══ Extracted data

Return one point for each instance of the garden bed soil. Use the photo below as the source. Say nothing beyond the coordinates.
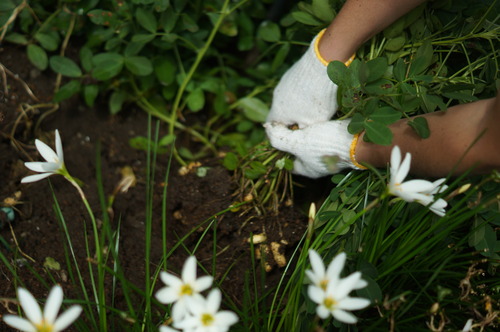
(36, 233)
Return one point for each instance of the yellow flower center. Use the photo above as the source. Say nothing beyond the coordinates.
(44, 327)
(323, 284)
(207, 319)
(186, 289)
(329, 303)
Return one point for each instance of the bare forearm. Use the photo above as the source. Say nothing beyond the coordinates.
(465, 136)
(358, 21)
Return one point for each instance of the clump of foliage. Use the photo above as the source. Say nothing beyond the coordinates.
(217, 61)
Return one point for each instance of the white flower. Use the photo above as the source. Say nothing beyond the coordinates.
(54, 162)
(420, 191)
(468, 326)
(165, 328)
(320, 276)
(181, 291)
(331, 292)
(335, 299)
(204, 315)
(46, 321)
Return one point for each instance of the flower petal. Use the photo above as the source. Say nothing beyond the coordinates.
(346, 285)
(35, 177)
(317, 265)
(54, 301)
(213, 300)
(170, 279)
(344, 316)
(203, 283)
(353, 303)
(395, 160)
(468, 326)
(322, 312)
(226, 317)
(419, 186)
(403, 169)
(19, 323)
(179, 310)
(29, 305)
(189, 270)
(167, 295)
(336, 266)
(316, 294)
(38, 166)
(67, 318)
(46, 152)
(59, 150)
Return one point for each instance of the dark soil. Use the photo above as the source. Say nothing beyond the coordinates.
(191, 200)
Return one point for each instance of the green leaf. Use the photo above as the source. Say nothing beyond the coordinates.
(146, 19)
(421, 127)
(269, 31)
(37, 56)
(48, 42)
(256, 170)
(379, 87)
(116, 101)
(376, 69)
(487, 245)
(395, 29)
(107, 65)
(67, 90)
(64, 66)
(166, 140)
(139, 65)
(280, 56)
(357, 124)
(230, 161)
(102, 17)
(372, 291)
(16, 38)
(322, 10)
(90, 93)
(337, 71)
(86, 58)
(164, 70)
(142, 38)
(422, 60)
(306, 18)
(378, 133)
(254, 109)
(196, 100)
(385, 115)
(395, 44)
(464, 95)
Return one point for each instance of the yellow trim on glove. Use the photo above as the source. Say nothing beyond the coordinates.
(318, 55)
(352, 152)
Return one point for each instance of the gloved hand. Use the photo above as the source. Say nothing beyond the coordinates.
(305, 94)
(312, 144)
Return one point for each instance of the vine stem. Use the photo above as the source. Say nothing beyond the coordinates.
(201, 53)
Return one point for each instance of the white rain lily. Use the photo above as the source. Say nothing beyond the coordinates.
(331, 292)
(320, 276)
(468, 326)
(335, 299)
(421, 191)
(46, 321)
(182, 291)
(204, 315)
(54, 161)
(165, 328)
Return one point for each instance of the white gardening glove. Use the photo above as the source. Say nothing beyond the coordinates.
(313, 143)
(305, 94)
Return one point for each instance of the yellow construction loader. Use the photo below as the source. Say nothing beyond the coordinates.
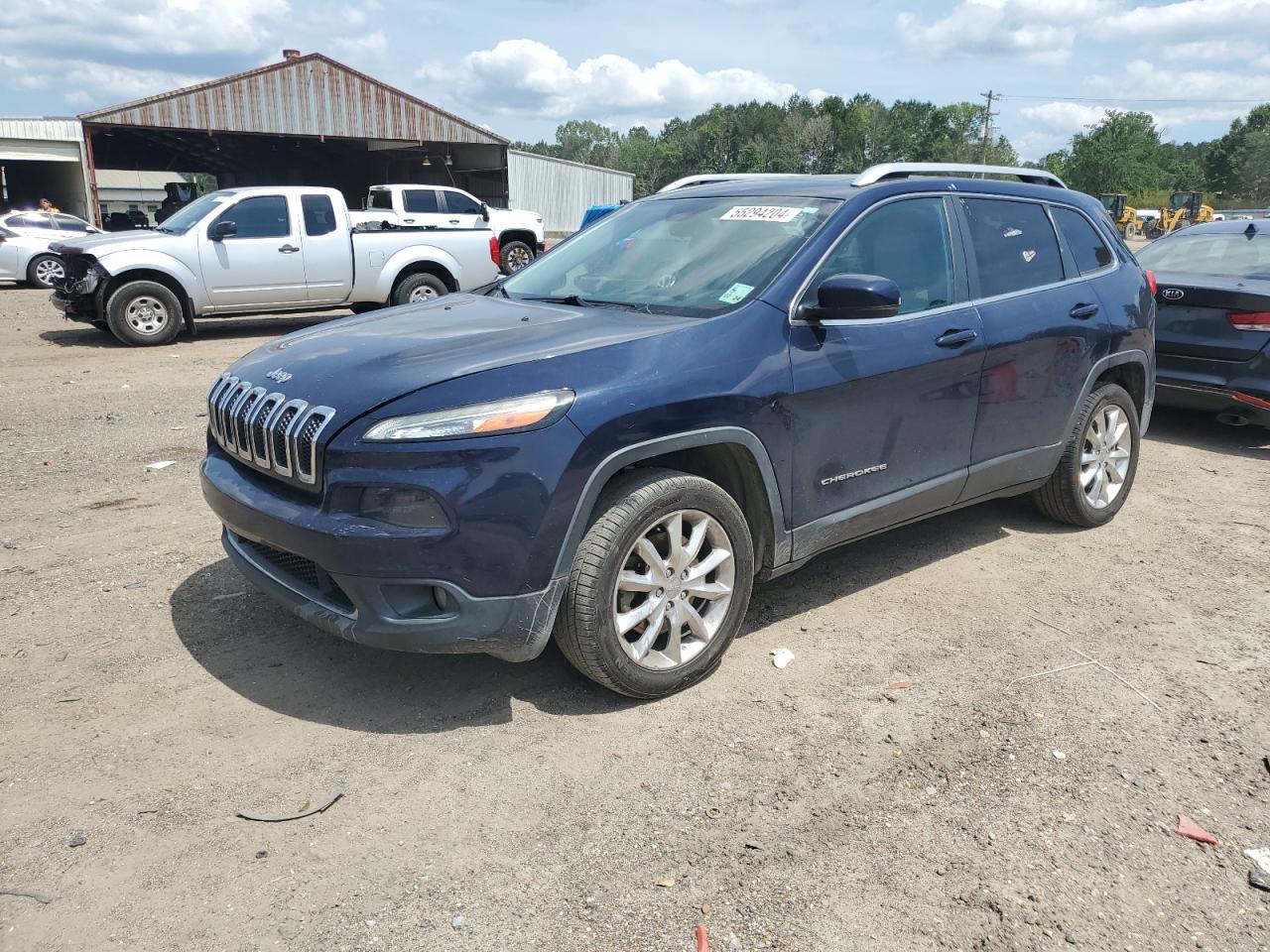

════

Your task is to retype exactly, and only, the lines from the one that holds "Return one point for each instance of the white rain" through the end of the listing, both end lines included, without any pictures.

Return one point for each instance of the white rain lily. Use the photo above as the source. Say nothing beyond the coordinates.
(331, 292)
(320, 276)
(468, 326)
(335, 299)
(421, 191)
(46, 321)
(182, 291)
(204, 315)
(54, 161)
(165, 328)
Return one point for each instance of the white gardening glove. Use the photo above as the source. Say nothing beyond the coordinates.
(313, 143)
(305, 94)
Return one point for each instance of the yellow construction loader. Use the photo below as the source. Say nothing beyond the coordinates.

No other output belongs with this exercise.